EXERCISE:
Your answer must be an exact copy of all the entries.

== SOURCE INFORMATION

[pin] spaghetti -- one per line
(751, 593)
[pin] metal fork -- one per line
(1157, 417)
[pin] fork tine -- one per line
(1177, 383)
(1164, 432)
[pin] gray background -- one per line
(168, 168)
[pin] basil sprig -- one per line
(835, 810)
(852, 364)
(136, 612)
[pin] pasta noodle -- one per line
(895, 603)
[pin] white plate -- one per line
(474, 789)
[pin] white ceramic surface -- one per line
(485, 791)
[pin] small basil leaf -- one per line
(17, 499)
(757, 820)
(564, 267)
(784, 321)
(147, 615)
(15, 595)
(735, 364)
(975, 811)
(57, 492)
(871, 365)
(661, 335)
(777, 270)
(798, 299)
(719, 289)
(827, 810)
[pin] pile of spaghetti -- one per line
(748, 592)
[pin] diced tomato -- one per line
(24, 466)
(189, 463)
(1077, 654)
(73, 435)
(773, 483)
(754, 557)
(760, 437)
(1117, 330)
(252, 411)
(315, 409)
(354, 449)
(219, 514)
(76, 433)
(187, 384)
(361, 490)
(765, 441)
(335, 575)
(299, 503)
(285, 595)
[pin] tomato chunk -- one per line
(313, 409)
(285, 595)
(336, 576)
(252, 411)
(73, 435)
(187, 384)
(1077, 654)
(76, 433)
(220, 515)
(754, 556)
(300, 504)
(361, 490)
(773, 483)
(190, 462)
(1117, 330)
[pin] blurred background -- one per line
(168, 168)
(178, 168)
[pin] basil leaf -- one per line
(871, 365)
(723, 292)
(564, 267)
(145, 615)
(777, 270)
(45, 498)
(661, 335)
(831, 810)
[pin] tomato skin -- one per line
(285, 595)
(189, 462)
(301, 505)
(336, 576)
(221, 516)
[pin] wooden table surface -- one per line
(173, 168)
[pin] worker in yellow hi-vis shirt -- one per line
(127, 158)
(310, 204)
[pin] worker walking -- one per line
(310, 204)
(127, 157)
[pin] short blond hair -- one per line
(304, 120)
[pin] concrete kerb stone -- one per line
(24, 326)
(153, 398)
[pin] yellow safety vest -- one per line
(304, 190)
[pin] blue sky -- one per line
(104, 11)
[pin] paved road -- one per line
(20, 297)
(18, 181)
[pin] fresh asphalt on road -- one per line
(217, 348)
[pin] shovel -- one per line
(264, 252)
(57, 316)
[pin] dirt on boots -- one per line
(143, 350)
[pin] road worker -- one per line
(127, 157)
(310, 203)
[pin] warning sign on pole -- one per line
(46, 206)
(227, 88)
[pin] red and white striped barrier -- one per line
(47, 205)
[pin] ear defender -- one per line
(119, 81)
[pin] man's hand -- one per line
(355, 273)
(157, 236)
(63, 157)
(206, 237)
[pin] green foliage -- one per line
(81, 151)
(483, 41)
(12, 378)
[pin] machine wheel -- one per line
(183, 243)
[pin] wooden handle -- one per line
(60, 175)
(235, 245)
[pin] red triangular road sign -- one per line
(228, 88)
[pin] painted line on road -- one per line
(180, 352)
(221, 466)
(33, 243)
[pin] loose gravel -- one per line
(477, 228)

====

RESPONSE TO THE TASK:
[pin] spaghetti -- one per line
(751, 593)
[pin] metal fork -- one per line
(1157, 417)
[pin] fork tine -- one per line
(1177, 383)
(1164, 432)
[pin] gray background -- one per line
(168, 168)
[pin] basil sprig -- one per line
(835, 810)
(852, 364)
(136, 612)
[pin] pasta noodle -- one per line
(895, 603)
[pin] white plate -- one per line
(474, 789)
[pin] white ceramic surface -- one per line
(485, 791)
[pin] small basil leaf -- one per line
(17, 499)
(757, 820)
(564, 267)
(784, 321)
(147, 615)
(15, 595)
(735, 364)
(975, 811)
(57, 492)
(871, 365)
(661, 335)
(777, 270)
(798, 299)
(719, 289)
(827, 810)
[pin] pile of spaghetti -- one per line
(748, 592)
[pin] diced tomato -- one per line
(24, 466)
(189, 463)
(1077, 654)
(73, 435)
(773, 483)
(754, 557)
(760, 437)
(1117, 330)
(252, 411)
(315, 409)
(354, 449)
(219, 514)
(76, 433)
(187, 384)
(361, 490)
(765, 441)
(335, 575)
(299, 503)
(285, 595)
[pin] tomato chunk -- one per line
(313, 409)
(285, 595)
(336, 576)
(252, 411)
(73, 435)
(187, 384)
(1077, 654)
(76, 433)
(220, 515)
(754, 556)
(300, 504)
(361, 490)
(773, 483)
(190, 462)
(1117, 330)
[pin] blurred background -- one per line
(168, 168)
(178, 168)
[pin] basil leaf -- one per line
(871, 365)
(723, 292)
(564, 267)
(145, 615)
(777, 270)
(45, 498)
(661, 335)
(831, 810)
[pin] tomato skin -- one per line
(285, 595)
(189, 462)
(301, 505)
(336, 576)
(221, 516)
[pin] wooden table surface -- one per line
(173, 168)
[pin] worker in yellow hi-vis shirt -- one per line
(127, 158)
(310, 204)
[pin] worker walking -- one per line
(310, 204)
(127, 157)
[pin] short blond hair -- one per line
(304, 120)
[pin] concrete kerb stone -- one per line
(24, 326)
(153, 398)
[pin] yellow safety vest -- one per line
(304, 190)
[pin] blue sky -- one per line
(104, 11)
[pin] paved road -- one per line
(20, 297)
(18, 181)
[pin] fresh asphalt on road -- one per line
(217, 348)
[pin] shovel -- one per line
(264, 252)
(57, 316)
[pin] dirt on boots -- one per line
(143, 350)
[pin] road worker -- one per line
(127, 157)
(310, 203)
[pin] warning sign on pole -- one per line
(46, 206)
(227, 88)
[pin] red and white striped barrier -- one per line
(47, 205)
[pin] ear defender -- one per line
(119, 81)
[pin] man's hand -- one per line
(355, 273)
(157, 236)
(63, 157)
(206, 237)
[pin] green foliage -- one per line
(81, 151)
(483, 41)
(12, 378)
[pin] machine wheel -- one per line
(183, 243)
[pin] wooden handle -- one per line
(60, 175)
(235, 245)
[pin] red triangular road sign -- one per line
(228, 88)
[pin] painted line on road -- one per line
(180, 352)
(221, 466)
(33, 243)
[pin] loose gravel -- one per line
(477, 228)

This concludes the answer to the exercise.